Leave every picture out. Set down all the lines below exactly.

[Stored entries]
==========
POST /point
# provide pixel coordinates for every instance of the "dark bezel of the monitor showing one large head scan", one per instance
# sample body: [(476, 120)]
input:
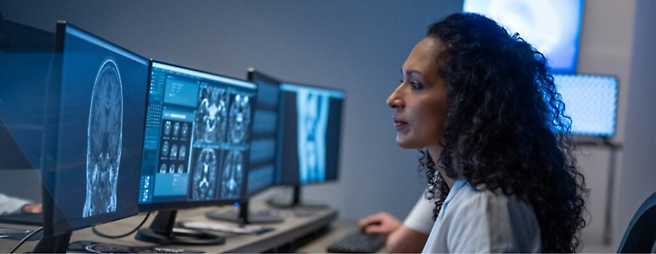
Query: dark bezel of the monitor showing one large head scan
[(51, 142)]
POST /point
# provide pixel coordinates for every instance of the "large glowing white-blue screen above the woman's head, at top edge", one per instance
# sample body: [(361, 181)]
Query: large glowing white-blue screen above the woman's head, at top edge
[(552, 27)]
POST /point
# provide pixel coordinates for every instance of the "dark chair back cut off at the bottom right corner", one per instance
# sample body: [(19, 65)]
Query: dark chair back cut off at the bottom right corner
[(640, 236)]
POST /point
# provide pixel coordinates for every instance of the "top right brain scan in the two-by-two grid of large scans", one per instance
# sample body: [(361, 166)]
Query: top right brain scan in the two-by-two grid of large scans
[(240, 118)]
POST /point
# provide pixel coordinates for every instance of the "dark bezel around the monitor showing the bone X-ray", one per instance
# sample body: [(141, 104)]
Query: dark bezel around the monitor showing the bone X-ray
[(341, 135)]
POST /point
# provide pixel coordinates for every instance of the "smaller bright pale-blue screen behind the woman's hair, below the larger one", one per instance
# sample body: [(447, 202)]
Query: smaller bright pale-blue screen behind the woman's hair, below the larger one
[(590, 101)]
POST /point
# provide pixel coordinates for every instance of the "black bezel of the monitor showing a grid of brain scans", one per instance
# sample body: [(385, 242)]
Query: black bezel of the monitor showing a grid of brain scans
[(171, 206)]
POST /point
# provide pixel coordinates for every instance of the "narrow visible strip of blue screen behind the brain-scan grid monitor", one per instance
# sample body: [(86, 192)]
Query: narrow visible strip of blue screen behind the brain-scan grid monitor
[(265, 130)]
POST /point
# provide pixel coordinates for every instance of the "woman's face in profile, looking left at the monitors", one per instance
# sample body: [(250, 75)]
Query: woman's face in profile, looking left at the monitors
[(420, 101)]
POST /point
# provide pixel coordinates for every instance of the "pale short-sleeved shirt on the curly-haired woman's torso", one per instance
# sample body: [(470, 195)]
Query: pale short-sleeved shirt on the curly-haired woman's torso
[(473, 221)]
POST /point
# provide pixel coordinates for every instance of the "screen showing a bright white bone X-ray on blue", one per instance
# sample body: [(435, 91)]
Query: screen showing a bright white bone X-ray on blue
[(310, 130)]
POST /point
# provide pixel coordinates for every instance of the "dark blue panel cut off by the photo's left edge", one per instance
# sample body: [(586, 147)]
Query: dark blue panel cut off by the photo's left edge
[(25, 56)]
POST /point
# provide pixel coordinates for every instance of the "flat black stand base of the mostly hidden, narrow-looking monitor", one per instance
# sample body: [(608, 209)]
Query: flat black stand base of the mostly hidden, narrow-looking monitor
[(245, 216)]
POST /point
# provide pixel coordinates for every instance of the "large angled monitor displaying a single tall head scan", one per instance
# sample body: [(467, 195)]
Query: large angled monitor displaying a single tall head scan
[(95, 115)]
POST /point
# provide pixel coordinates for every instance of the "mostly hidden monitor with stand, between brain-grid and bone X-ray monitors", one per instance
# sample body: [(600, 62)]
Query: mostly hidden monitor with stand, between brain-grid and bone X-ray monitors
[(263, 163)]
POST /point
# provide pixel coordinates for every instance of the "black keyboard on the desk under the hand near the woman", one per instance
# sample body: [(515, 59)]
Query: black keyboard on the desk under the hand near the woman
[(358, 242)]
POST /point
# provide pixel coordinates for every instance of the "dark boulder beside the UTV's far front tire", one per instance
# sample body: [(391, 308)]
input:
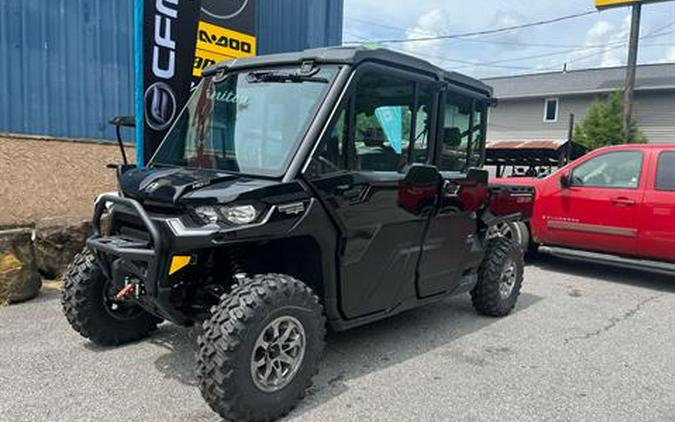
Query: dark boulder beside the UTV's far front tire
==========
▶ WRITTEN ANSWER:
POST /point
# provide pixel coordinates for every instance of the "dark bezel of the monitor showing one large head scan", one per instance
# sample body: [(476, 120)]
input:
Query: dark bezel of the monitor showing one large head scan
[(51, 142)]
POST /point
# provide pixel coordinates for every instance of the "large glowing white-blue screen above the woman's head, at top edge", one per instance
# sample body: [(361, 181)]
Query: large glowing white-blue screen above the woman's head, at top edge
[(552, 27)]
POST /point
# provide pixel coordinates for every instance of the "dark chair back cut off at the bottom right corner", one per instance
# sample body: [(19, 65)]
Query: dark chair back cut off at the bottom right corner
[(640, 236)]
POST /point
# provide pixel coordinates for every instance of the "top right brain scan in the two-by-two grid of large scans", one per instance
# sample body: [(361, 166)]
Query: top right brain scan in the two-by-two grid of large scans
[(240, 118)]
POST /point
# provide pixel coordinates for every instance of the "dark bezel around the monitor showing the bone X-ray", one per instance
# sample body: [(141, 104)]
Query: dark bezel around the monitor showing the bone X-ray
[(341, 135)]
POST /point
# provide pixel coordinates for every instance of the "smaller bright pale-blue screen behind the woman's hair, below the larger one", one per instance
# sample body: [(447, 202)]
Query: smaller bright pale-blue screen behind the woman's hair, below the larger one
[(590, 101)]
POST /point
# provide pixel coordinates for every instance of the "black bezel of the monitor showing a grid of brain scans", one per instance
# sample body: [(385, 242)]
Query: black bezel of the monitor showing a grid of brain scans
[(171, 206)]
POST /point
# provide pixel coordinates for every instance of the "narrow visible strip of blue screen behind the brain-scan grid monitor", one per instance
# sample body: [(86, 192)]
Query: narrow visible strip of blue screen behind the brain-scan grid monitor
[(265, 130)]
POST /point
# provide pixel coordinates for every instance of the "woman's face in profile, looking left at the monitors", one per instance
# sample body: [(250, 75)]
Query: woman's face in profile, looking left at the monitors
[(420, 101)]
POST /point
# provide pixel coordinates for every instance of the "pale short-sleeved shirt on the curly-haired woman's torso", one per instance
# sample body: [(470, 195)]
Query: pale short-sleeved shirt on the curly-haired woman's torso
[(473, 221)]
POST /point
# provide pixel coordinates for every instance of the "screen showing a bright white bone X-ray on blue", one per instance
# sample body: [(435, 91)]
Query: screen showing a bright white bone X-ray on blue
[(310, 130)]
POST /point
# provide pixel coordinates for every instance of the "dark blue panel cut off by the photo's left edge", one per instance
# sample body: [(586, 147)]
Query: dark blue panel cut off by the photo's left edge
[(25, 56)]
POST /point
# provide pixel coordinates for every instance of the "flat black stand base of the mostly hidden, narrow-looking monitor", one per instance
# sample body: [(608, 209)]
Query: flat black stand base of the mostly hidden, narrow-looking monitor
[(245, 216)]
POST /point
# provide pixel coordinates for every instance of the "large angled monitor displaying a single tall head scan", one per instance
# sample body: [(467, 195)]
Query: large angled monitor displaying a single tall head scan
[(95, 115)]
POST /point
# provide pixel coordinates for every instance of the "mostly hidden monitor with stand, between brain-grid and bone X-ray monitors", one per instance
# sample body: [(600, 62)]
Query: mostly hidden monitor with stand, between brain-grid and bone X-ray monitors
[(263, 163)]
POST /point
# provide pixel coordinates for every instance of the "black keyboard on the desk under the hand near the woman", one per instance
# sample body: [(515, 59)]
Query: black keyboard on the desk under the hand near the woman
[(358, 242)]
POST /point
# provide pixel coordinates for every instance of the "dark boulder beside the UTV's far front tire", one per instance
# sample body: [(391, 308)]
input:
Query: dark boulder beside the UTV's far front tire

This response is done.